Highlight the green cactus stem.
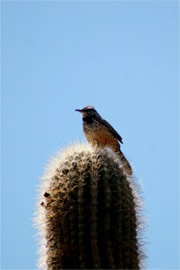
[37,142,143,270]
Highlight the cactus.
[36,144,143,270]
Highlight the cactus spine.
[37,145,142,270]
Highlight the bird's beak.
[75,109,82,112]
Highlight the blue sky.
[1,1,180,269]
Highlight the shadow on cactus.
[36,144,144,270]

━━━━━━━━━━

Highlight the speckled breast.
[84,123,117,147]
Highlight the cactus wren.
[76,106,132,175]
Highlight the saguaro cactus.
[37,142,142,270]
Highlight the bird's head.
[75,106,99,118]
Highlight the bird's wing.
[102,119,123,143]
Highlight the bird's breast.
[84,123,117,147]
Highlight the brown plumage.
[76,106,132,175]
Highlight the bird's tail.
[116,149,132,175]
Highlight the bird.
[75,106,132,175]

━━━━━━━━━━

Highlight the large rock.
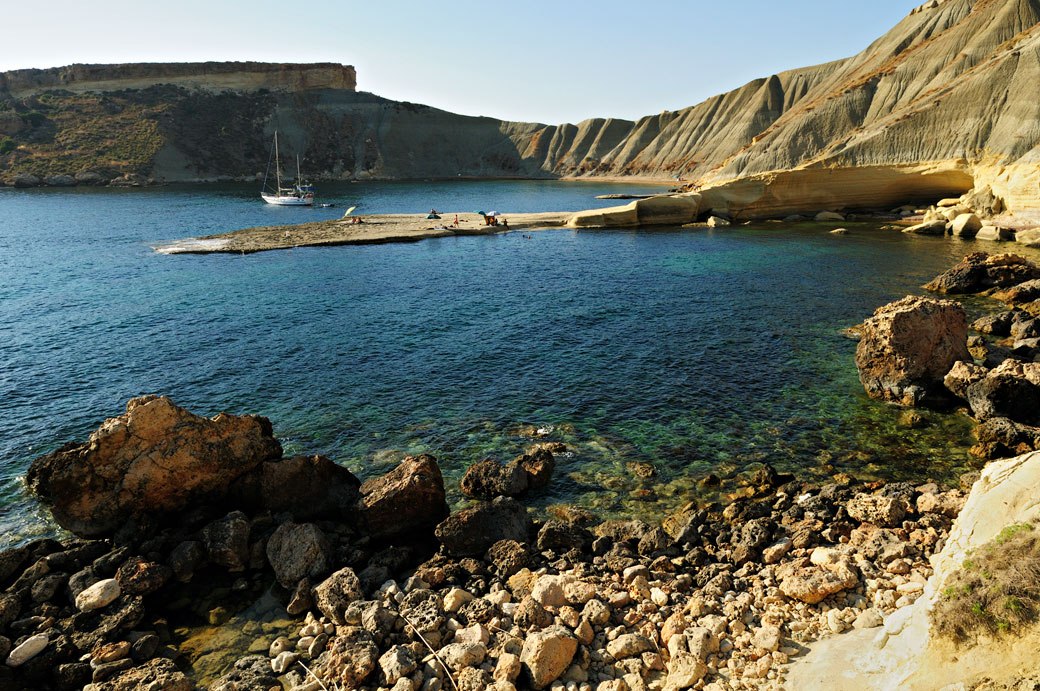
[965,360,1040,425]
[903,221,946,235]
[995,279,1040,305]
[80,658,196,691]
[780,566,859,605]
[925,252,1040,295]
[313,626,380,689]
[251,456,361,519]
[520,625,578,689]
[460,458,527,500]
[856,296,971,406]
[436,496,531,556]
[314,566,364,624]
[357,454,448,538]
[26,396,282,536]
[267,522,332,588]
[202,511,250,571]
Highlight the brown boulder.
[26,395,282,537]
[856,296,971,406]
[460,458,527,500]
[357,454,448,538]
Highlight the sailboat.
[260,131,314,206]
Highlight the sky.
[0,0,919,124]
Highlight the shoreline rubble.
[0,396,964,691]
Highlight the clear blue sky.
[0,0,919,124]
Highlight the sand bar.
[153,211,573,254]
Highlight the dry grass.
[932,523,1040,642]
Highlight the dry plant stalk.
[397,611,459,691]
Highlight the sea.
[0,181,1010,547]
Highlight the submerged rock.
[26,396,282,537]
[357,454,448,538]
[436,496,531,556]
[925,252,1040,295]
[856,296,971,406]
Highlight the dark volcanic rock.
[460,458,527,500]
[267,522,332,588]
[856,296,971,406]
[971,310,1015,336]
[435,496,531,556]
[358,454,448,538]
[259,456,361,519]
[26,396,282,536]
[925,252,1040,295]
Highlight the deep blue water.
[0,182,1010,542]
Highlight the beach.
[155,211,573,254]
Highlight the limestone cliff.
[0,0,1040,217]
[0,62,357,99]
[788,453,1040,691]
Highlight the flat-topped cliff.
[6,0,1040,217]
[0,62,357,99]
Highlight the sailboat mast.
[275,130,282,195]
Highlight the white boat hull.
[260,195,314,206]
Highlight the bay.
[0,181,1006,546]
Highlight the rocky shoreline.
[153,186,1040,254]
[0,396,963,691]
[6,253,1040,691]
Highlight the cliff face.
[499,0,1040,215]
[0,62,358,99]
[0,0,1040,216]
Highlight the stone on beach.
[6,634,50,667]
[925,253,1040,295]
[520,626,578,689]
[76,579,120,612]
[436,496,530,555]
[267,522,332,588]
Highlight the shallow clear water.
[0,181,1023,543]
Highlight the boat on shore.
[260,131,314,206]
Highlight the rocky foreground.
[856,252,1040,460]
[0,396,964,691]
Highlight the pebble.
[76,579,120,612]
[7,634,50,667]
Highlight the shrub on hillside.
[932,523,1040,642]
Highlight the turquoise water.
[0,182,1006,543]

━━━━━━━━━━

Work required:
Can you edit the rows from the line with "Highlight the shoreline rubble." to the line with "[0,182,1006,543]" so that "cliff" becomes "bluff", with everything else left unchanged?

The completed task:
Highlight the shoreline rubble.
[0,396,964,691]
Highlight the clear blue sky.
[0,0,919,124]
Highlight the sand bar.
[153,211,573,254]
Highlight the dry grass.
[932,523,1040,642]
Highlight the dry plant stalk.
[397,611,459,691]
Highlight the sea.
[0,181,1010,547]
Highlight the submerged rock.
[26,396,282,537]
[357,454,448,538]
[436,496,531,556]
[925,252,1040,295]
[856,296,971,406]
Highlight the dark volcanic rock.
[460,458,527,500]
[267,522,332,588]
[856,296,971,406]
[971,310,1015,336]
[435,496,531,556]
[358,454,448,538]
[259,456,361,519]
[26,396,282,536]
[925,252,1040,295]
Highlight the deep blue water.
[0,182,1010,542]
Highlight the beach.
[155,211,573,254]
Highlight the limestone bluff.
[0,0,1040,217]
[0,62,357,99]
[788,453,1040,691]
Highlight the flat-topped bluff.
[6,0,1040,217]
[0,62,357,99]
Highlight the sailboat mast.
[275,130,282,195]
Highlight the white boat hull.
[260,195,314,206]
Highlight the bay.
[0,181,1006,546]
Highlight the rocky shoreline.
[153,186,1040,254]
[0,396,963,691]
[6,253,1040,691]
Highlight the bluff face.
[499,0,1040,215]
[0,62,358,99]
[0,0,1040,216]
Highlight the stone on beach.
[6,634,50,667]
[925,253,1040,295]
[520,626,578,689]
[76,579,120,612]
[436,496,530,555]
[267,522,332,588]
Highlight the shallow clear water.
[0,181,1023,543]
Highlight the boat on shore.
[260,131,314,206]
Highlight the rocky foreground.
[856,252,1040,460]
[0,396,964,691]
Highlight the pebble.
[76,579,120,612]
[7,634,50,667]
Highlight the shrub on hillside.
[932,523,1040,642]
Highlight the turquoise water.
[0,182,1006,543]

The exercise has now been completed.